+++ TEXTE FOURNI
C. LES PRINCIPALES OBSERVATIONS

1. La « sanctuarisation » des crédits d'intervention de la politique de la ville

Hormis la baisse des crédits consacrés à la compensation des exonérations de charges sociales dans les ZFU et les zones de redynamisation urbaine (ZRU) et de ceux dédiés au fonctionnement courant et aux rémunérations des personnels du CGET, l'enveloppe budgétaire consacrée aux actions menées dans le cadre de la politique de la ville est maintenue à son niveau de 2014, soit 338 millions d'euros . D'après le Secrétariat d'État en charge de la ville, ces crédits devraient d'ailleurs être pérennisés durant le triennal 2015-2017 .

Ainsi, les actions territorialisées et autres dispositifs spécifiques de la politique de la ville regroupés au sein de l'action 1 du programme 147 conservent des crédits proches de ceux obtenus en 2014.

Actions territorialisées et autres dispositifs spécifiques
de la politique de la ville en 2015 (action 01)

(en millions d'euros)

ACTIONS TERRITORIALISÉES DES CONTRATS DE VILLE

172,9

Emploi et développement économique

46,2

Développement économique, emploi et soutien entrepreneurial

42,7

Écoles de la deuxième chance

3,5

Éducation hors dispositif programme de réussite éducative

38,4

Accès à la réussite pour tous

7,8

Autres actions financées dans le volet éducation des contrats de ville

30,6

Santé et accès aux soins

14,5

Ingénierie des ateliers santé ville

6,5

Autres actions financées dans le cadre du volet santé des contrats de ville

8

Le volet « habitat et cadre de vie » des contrats de ville

5

La culture et l'expression artistique

12,1

Lien social, participation citoyenne

35,7

L'accès aux droits et la prévention des discriminations

14

Accès aux droits et aux services publics

5

La prévention et la lutte contre les discriminations

9

Programme ingénierie des contrats de ville

7

AUTRES DISPOSITIFS FINANCÉS

159,5

Programme de réussite éducative

76

Programme adulte-relais

74,5

Programme « Ville Vie Vacances »
++++++
+++ EXTRAITS DE DONNÉES
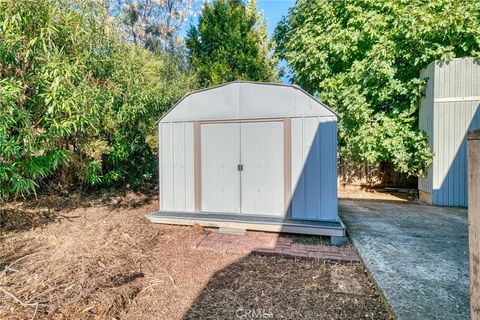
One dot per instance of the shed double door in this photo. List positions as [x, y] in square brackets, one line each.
[242, 167]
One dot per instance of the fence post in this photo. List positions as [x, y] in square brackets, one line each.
[474, 220]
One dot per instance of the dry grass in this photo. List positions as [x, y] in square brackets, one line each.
[100, 258]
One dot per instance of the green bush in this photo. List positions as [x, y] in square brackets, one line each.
[76, 102]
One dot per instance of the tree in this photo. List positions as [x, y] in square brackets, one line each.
[77, 103]
[363, 58]
[153, 24]
[230, 43]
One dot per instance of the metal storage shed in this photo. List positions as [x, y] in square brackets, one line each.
[449, 108]
[247, 155]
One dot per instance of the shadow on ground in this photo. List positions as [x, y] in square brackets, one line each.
[258, 287]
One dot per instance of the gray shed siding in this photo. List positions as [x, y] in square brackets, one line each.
[314, 167]
[446, 114]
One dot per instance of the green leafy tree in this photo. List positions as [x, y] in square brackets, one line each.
[363, 58]
[230, 43]
[77, 103]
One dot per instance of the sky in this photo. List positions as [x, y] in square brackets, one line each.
[273, 11]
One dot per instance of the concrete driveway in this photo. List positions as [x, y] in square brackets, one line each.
[417, 254]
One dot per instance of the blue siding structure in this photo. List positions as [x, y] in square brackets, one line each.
[449, 109]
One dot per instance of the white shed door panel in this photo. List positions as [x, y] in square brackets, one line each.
[220, 156]
[262, 184]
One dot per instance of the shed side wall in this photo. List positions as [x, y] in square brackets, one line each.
[456, 110]
[176, 167]
[314, 173]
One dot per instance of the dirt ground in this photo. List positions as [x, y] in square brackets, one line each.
[100, 258]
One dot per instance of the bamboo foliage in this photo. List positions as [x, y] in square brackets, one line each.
[77, 103]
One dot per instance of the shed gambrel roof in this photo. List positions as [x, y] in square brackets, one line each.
[247, 100]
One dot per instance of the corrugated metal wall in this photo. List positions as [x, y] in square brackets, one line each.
[176, 167]
[456, 107]
[314, 168]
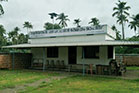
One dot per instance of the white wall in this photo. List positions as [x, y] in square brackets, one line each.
[102, 57]
[63, 55]
[99, 37]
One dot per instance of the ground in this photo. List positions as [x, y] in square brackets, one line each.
[32, 81]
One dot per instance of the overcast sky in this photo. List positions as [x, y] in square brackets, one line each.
[36, 11]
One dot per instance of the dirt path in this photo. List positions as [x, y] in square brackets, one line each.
[36, 84]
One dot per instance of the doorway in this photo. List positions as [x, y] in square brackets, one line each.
[72, 55]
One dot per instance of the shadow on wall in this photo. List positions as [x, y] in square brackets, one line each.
[15, 61]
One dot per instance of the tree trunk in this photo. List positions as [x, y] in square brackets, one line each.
[123, 30]
[53, 22]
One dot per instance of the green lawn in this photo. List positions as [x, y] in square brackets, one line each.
[72, 84]
[87, 84]
[132, 68]
[10, 78]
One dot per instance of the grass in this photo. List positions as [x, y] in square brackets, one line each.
[74, 84]
[87, 84]
[133, 68]
[10, 78]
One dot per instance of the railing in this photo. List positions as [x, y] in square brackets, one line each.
[69, 31]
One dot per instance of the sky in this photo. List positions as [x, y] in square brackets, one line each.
[36, 12]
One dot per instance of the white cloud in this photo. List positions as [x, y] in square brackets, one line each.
[36, 11]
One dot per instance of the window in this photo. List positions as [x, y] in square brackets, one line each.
[52, 52]
[91, 52]
[110, 51]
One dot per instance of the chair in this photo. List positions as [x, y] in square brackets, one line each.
[52, 65]
[90, 68]
[47, 64]
[57, 64]
[62, 64]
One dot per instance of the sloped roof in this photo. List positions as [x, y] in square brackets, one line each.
[101, 43]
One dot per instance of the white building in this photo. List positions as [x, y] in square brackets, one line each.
[82, 45]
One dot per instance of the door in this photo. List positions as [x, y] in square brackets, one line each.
[72, 55]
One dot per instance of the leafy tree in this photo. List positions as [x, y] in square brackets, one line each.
[22, 38]
[28, 26]
[134, 24]
[94, 21]
[1, 8]
[49, 26]
[121, 14]
[3, 39]
[118, 36]
[63, 20]
[13, 35]
[77, 22]
[53, 15]
[127, 49]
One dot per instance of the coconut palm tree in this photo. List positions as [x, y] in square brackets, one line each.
[118, 36]
[121, 14]
[28, 26]
[3, 39]
[1, 8]
[94, 21]
[52, 16]
[63, 19]
[13, 35]
[77, 22]
[134, 24]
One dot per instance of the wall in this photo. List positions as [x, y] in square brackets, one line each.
[102, 60]
[21, 61]
[90, 38]
[63, 55]
[128, 59]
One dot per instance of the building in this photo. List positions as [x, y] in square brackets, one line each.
[74, 46]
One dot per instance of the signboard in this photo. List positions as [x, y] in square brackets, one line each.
[68, 31]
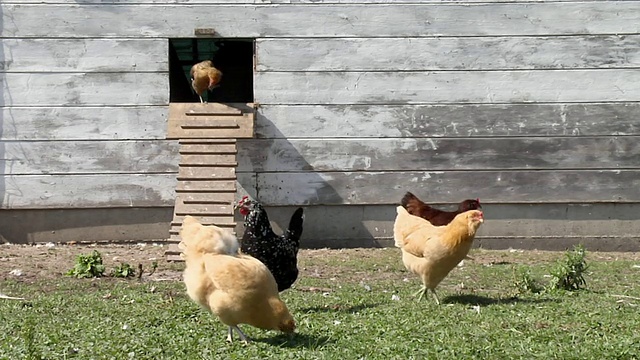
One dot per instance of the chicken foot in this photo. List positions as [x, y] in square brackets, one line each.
[242, 336]
[423, 290]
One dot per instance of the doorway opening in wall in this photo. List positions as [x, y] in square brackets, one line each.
[233, 57]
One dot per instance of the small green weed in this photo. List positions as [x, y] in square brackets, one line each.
[569, 274]
[88, 266]
[123, 270]
[525, 283]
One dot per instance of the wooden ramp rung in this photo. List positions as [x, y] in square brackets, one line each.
[206, 177]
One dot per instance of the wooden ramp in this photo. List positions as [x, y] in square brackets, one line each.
[206, 187]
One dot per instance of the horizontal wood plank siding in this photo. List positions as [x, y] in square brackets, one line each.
[455, 53]
[81, 123]
[292, 155]
[485, 87]
[80, 55]
[469, 120]
[372, 20]
[370, 188]
[84, 89]
[89, 157]
[526, 104]
[88, 191]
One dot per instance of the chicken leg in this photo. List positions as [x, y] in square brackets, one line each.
[423, 290]
[242, 336]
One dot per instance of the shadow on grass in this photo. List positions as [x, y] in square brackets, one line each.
[469, 299]
[295, 340]
[338, 308]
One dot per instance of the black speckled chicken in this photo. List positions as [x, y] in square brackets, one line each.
[278, 252]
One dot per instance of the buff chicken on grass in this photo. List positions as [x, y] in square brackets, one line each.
[204, 76]
[237, 288]
[431, 252]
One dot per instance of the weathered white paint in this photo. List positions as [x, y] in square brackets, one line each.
[80, 55]
[473, 53]
[55, 89]
[87, 191]
[546, 226]
[88, 157]
[487, 87]
[371, 188]
[79, 123]
[361, 154]
[452, 120]
[225, 2]
[342, 20]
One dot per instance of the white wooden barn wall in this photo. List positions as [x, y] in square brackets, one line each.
[510, 101]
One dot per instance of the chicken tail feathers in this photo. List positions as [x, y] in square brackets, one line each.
[295, 224]
[398, 231]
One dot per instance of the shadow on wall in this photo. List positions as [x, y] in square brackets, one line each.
[329, 221]
[3, 94]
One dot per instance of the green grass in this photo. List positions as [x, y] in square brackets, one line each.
[353, 315]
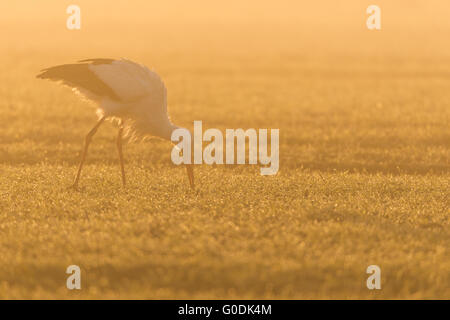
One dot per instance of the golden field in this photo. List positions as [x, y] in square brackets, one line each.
[364, 153]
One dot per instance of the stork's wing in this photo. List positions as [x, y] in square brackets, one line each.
[80, 77]
[131, 81]
[120, 80]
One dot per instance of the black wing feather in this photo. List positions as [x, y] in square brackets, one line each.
[78, 75]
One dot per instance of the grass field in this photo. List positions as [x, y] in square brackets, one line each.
[364, 154]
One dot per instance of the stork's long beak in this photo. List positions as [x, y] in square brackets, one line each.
[190, 171]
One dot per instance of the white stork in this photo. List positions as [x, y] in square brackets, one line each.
[124, 91]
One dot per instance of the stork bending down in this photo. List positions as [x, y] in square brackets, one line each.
[122, 90]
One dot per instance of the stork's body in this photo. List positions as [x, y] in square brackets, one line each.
[122, 90]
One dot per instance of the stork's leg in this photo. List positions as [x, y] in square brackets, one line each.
[87, 141]
[119, 148]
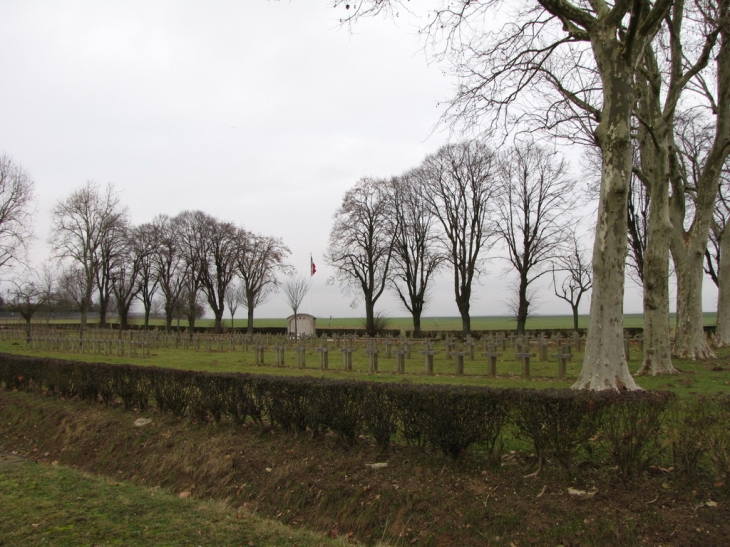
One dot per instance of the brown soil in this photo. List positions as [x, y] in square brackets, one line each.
[420, 498]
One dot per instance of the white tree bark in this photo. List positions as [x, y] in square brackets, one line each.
[722, 330]
[604, 364]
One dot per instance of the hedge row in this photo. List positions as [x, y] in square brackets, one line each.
[628, 431]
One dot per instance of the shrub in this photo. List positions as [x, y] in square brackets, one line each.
[559, 423]
[630, 426]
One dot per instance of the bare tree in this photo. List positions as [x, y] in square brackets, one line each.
[82, 225]
[73, 288]
[112, 252]
[259, 259]
[47, 277]
[193, 235]
[26, 297]
[576, 279]
[717, 260]
[569, 69]
[295, 289]
[234, 297]
[219, 265]
[533, 212]
[638, 208]
[124, 275]
[361, 244]
[144, 242]
[16, 199]
[169, 265]
[416, 254]
[694, 188]
[460, 184]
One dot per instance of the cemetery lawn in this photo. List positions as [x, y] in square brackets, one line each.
[428, 324]
[60, 506]
[697, 377]
[421, 498]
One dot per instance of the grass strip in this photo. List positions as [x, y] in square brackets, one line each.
[59, 506]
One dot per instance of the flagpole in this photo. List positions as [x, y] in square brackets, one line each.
[311, 275]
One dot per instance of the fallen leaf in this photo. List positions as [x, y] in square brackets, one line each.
[582, 494]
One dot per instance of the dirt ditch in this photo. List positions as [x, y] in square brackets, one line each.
[411, 496]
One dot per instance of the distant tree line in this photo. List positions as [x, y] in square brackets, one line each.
[177, 265]
[447, 214]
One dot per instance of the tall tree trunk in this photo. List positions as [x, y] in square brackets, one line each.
[103, 305]
[249, 324]
[168, 317]
[369, 314]
[722, 330]
[604, 363]
[522, 305]
[417, 324]
[463, 305]
[218, 326]
[657, 358]
[689, 340]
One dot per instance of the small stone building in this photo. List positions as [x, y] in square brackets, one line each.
[306, 325]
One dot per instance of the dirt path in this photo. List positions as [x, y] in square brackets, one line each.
[6, 458]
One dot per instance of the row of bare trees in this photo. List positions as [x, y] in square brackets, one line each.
[636, 81]
[449, 212]
[188, 260]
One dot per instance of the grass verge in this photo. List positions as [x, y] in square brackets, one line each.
[55, 505]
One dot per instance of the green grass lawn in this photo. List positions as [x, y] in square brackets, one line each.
[428, 324]
[696, 377]
[58, 506]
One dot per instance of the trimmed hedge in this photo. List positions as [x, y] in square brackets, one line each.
[623, 430]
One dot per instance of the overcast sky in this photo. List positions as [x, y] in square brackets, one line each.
[258, 112]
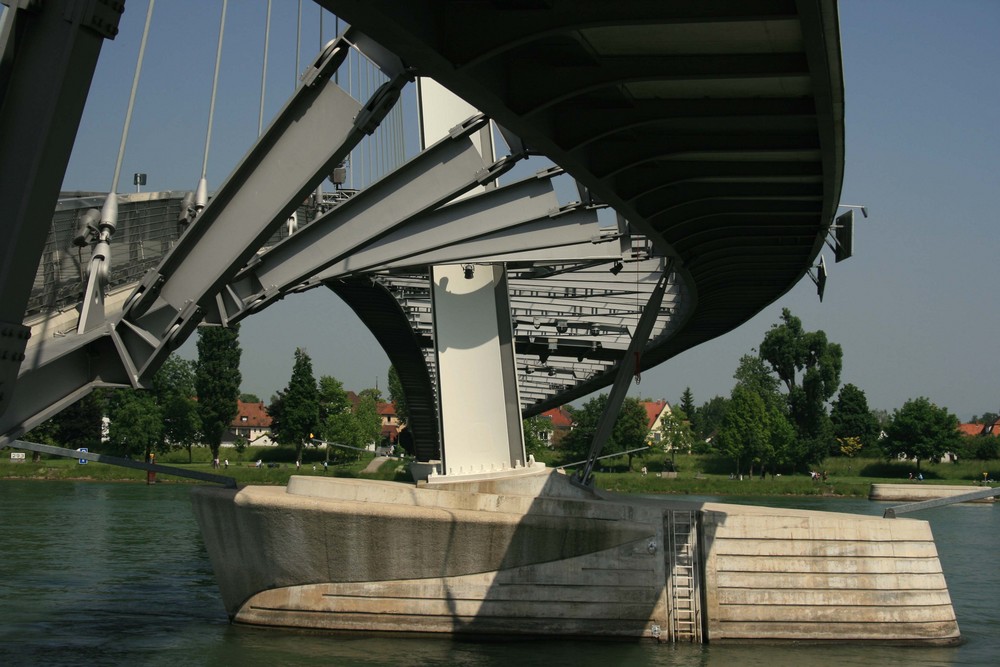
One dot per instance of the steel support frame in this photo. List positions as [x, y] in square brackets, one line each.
[48, 54]
[626, 368]
[395, 204]
[172, 298]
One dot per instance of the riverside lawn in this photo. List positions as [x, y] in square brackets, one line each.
[697, 474]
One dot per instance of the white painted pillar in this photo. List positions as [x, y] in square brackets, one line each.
[479, 405]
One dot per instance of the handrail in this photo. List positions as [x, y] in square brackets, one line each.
[228, 482]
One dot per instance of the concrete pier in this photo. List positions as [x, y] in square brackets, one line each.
[543, 557]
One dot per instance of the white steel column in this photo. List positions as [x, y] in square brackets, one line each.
[477, 384]
[478, 403]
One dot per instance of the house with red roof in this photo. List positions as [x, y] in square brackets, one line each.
[390, 422]
[252, 423]
[656, 412]
[559, 424]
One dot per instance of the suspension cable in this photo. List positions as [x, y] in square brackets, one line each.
++++++
[OBJECTIF 1]
Pouvez-vous extraire du texte fourni le passage allant de « Hormis la baisse » jusqu'à « (en millions d'euros) » inclus ?
[OBJECTIF 2]
Les affirmations suivantes concordent-elles avec le texte fourni ? Répondez à chacune par oui ou non, en citant mot pour mot les termes décisifs du texte.
(a) L'enveloppe consacrée aux actions de la politique de la ville reste à son niveau de 2014, soit 338 millions d'euros.
(b) D'après le Secrétariat d'État en charge de la ville, ces crédits devraient diminuer durant le triennal 2015-2017.
(c) Les actions territorialisées et autres dispositifs spécifiques de l'action 1 du programme 147 conservent des crédits proches de ceux de 2014.

[RÉPONSE FINALE 1]
Hormis la baisse des crédits consacrés à la compensation des exonérations de charges sociales dans les ZFU et les zones de redynamisation urbaine (ZRU) et de ceux dédiés au fonctionnement courant et aux rémunérations des personnels du CGET, l'enveloppe budgétaire consacrée aux actions menées dans le cadre de la politique de la ville est maintenue à son niveau de 2014, soit 338 millions d'euros . D'après le Secrétariat d'État en charge de la ville, ces crédits devraient d'ailleurs être pérennisés durant le triennal 2015-2017 .

Ainsi, les actions territorialisées et autres dispositifs spécifiques de la politique de la ville regroupés au sein de l'action 1 du programme 147 conservent des crédits proches de ceux obtenus en 2014.

Actions territorialisées et autres dispositifs spécifiques
de la politique de la ville en 2015 (action 01)

(en millions d'euros)

[RÉPONSE FINALE 2]
(a) Oui : « est maintenue à son niveau de 2014, soit 338 millions d'euros ».
(b) Non : « ces crédits devraient d'ailleurs être pérennisés durant le triennal 2015-2017 ».
(c) Oui : « conservent des crédits proches de ceux obtenus en 2014 ».